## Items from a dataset
^^^^^^^^^^^^^^^^
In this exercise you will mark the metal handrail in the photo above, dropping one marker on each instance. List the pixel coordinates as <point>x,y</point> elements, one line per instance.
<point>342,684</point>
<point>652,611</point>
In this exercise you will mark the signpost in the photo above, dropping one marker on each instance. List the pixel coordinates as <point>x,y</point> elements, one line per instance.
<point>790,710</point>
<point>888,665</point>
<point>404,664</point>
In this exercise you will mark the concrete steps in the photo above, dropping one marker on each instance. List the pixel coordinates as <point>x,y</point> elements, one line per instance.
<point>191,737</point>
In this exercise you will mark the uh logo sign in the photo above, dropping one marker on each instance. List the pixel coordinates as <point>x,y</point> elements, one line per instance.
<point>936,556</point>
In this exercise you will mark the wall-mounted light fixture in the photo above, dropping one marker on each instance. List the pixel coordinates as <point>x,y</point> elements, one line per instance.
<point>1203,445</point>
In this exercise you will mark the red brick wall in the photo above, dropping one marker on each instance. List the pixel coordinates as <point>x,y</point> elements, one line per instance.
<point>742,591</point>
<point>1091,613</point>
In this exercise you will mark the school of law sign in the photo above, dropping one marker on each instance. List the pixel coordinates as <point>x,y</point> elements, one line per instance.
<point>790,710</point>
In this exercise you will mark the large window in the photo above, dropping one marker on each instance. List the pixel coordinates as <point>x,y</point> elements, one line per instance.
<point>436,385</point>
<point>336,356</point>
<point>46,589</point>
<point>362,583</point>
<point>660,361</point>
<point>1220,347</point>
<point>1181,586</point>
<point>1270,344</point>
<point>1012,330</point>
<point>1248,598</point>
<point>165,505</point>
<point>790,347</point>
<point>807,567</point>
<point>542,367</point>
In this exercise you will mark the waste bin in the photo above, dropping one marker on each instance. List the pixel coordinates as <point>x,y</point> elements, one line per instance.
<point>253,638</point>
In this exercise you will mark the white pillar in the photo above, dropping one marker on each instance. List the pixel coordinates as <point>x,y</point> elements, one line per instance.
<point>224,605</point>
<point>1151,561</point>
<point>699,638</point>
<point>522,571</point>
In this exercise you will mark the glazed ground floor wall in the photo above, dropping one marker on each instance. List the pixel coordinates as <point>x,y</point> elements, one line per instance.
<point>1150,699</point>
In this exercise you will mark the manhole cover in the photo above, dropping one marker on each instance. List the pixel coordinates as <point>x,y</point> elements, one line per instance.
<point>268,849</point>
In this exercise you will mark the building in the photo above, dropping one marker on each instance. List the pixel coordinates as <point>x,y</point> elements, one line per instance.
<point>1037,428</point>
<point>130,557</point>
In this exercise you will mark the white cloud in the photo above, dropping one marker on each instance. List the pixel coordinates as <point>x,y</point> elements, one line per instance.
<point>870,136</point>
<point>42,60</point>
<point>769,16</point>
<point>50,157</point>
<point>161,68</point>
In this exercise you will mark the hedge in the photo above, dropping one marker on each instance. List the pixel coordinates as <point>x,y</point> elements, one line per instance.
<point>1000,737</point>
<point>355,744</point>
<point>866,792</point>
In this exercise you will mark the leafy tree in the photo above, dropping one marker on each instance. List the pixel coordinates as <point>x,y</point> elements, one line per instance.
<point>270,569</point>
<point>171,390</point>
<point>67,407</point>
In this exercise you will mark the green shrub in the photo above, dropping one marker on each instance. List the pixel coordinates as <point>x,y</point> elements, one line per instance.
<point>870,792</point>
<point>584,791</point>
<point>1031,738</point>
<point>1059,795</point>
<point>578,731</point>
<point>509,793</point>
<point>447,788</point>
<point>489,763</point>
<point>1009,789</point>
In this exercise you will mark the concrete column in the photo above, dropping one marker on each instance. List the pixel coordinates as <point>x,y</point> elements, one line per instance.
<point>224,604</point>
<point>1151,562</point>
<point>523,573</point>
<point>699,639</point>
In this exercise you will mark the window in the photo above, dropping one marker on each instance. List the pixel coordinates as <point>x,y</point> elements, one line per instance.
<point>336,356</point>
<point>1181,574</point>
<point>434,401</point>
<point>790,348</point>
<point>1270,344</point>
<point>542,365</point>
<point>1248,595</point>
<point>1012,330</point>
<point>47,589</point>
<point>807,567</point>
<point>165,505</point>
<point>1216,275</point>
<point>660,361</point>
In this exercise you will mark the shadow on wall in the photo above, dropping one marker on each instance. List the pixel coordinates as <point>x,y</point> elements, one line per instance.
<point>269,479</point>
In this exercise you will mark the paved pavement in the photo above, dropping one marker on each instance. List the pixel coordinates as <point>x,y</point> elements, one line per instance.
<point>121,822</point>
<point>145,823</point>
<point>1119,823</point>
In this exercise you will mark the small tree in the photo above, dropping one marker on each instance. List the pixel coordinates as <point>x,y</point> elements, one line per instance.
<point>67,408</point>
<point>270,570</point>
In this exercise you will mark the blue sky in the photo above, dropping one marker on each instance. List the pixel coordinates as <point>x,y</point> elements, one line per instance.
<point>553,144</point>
^^^^^^^^^^^^^^^^
## YOUR ASSIGNMENT
Every line above is to be transcribed exactly, with nothing dropped.

## EXERCISE OUTPUT
In this exercise you will mark the metal handrail in the photo above, dropping one marker on each instance. List the pixel coordinates as <point>x,y</point> elements, one line per instance.
<point>342,684</point>
<point>652,611</point>
In this exercise you will mark the signpost in the photo above, dropping one marker on each instance. List the pixel coordinates as <point>x,y</point> elements, one line per instance.
<point>790,710</point>
<point>888,665</point>
<point>404,664</point>
In this exercise you will mark the concrete steps in the photo above, dropping one marker on each instance. List the pixel coordinates as <point>x,y</point> elements, one line per instance.
<point>191,737</point>
In this exercise you will mark the uh logo sign in the photo above, dropping one marker on each instance. List the pixel coordinates as <point>x,y</point> elements, one line per instance.
<point>936,556</point>
In this exercise you will mark the wall-mounted light fixture in the photo above, dropping one marker on each instance. List the pixel coordinates as <point>x,y</point> elements, one line per instance.
<point>1203,445</point>
In this exercise you will mark the red brick wall in the photo above, dropping one marker on each instance. List the pixel coordinates as <point>x,y</point> elements, one line per instance.
<point>742,591</point>
<point>1091,613</point>
In this exercise you will mark the school of law sign in the photo above, dropping one marker on each instance. List the pixel coordinates as <point>x,y</point> elements, one line per instance.
<point>790,710</point>
In this exercise you will mark the large window in the photo above, dropping one marker on each instance. List the pixel coordinates as <point>x,y</point> elements, one line per instance.
<point>436,385</point>
<point>336,356</point>
<point>46,589</point>
<point>362,583</point>
<point>660,361</point>
<point>1220,347</point>
<point>1181,586</point>
<point>1270,344</point>
<point>1012,330</point>
<point>1248,598</point>
<point>165,505</point>
<point>790,347</point>
<point>807,567</point>
<point>542,367</point>
In this exercise you will mark the waste bin in the photo above, dropping one marker on each instance. List the pixel coordinates as <point>x,y</point> elements, one line per instance.
<point>253,638</point>
In this exercise you will mark the white pillar in the photo above, dropping one marker on each instance. List the pixel coordinates as <point>x,y</point> elements, one line per instance.
<point>224,605</point>
<point>1151,561</point>
<point>699,638</point>
<point>522,571</point>
In this exercise you will mark the glazed ground floor wall in the photo above, dropping one marker on each instance. List the pixel coordinates as <point>x,y</point> elements, one line per instance.
<point>1150,699</point>
In this exercise you will mark the manhole cover in the photo above, dropping one marker on each instance. List the pixel coordinates as <point>x,y</point> elements, one line per instance.
<point>268,849</point>
In this exercise you will mark the building in the photo above, dropping one marker on each instance. List the pixel coordinates as <point>x,y</point> elements, one line per instance.
<point>1037,428</point>
<point>130,557</point>
In this exercise you will mark the white cloud in the photo above, dropping one marker on each instance. List the pixel coordinates as <point>x,y</point> elements, one line per instance.
<point>870,136</point>
<point>42,60</point>
<point>769,16</point>
<point>50,157</point>
<point>161,68</point>
In this exercise you will mark the hedge in the photo above, dropping one marker on each instance. List the pixel coordinates as <point>x,y</point> elements, one line per instance.
<point>1000,737</point>
<point>355,744</point>
<point>866,792</point>
In this exercise you will mark the leafy tree in the photo above, dropping one marker on each instance. List the pixel coordinates as <point>x,y</point> elements, one line per instance.
<point>270,569</point>
<point>171,390</point>
<point>67,407</point>
In this exercise you will mark the green shrub in the photo above, dropping one marker on each instance. List the pixel coordinates as <point>x,y</point> elements, one line per instance.
<point>870,792</point>
<point>584,791</point>
<point>1031,738</point>
<point>1059,795</point>
<point>578,731</point>
<point>509,793</point>
<point>447,788</point>
<point>489,763</point>
<point>1009,789</point>
In this exercise you will mark the concrete column in the photo above, dropping one marker on each instance. List the pixel coordinates as <point>x,y</point> elements, one line per instance.
<point>224,604</point>
<point>1151,562</point>
<point>523,573</point>
<point>699,639</point>
In this exercise you will mark the window in the photo above, dropping one marker on each instance. List the pixel coordinates as <point>x,y</point> elements, one line per instance.
<point>336,356</point>
<point>1181,574</point>
<point>434,401</point>
<point>790,348</point>
<point>1270,344</point>
<point>542,365</point>
<point>1248,595</point>
<point>1012,330</point>
<point>47,589</point>
<point>807,567</point>
<point>165,505</point>
<point>1216,275</point>
<point>660,361</point>
In this exercise you will mark the shadow on wall in the photo above, dropping one marker on each instance. List the pixel coordinates as <point>x,y</point> elements, one line per instance.
<point>269,479</point>
In this exercise you will mark the paved pavement in the photo above, dropping one marker on each instance. List the pixel coordinates as <point>x,y</point> elements, one line per instance.
<point>121,822</point>
<point>145,823</point>
<point>1119,823</point>
In this exercise you will mark the small tree in the photo above, dropping one marker on each instance. List the pixel coordinates as <point>x,y</point> elements, one line per instance.
<point>67,408</point>
<point>270,570</point>
In this exercise you will mark the blue sky in the photo above, dropping one marker on each instance. List the pixel coordinates as <point>x,y</point> elements, one line per instance.
<point>553,144</point>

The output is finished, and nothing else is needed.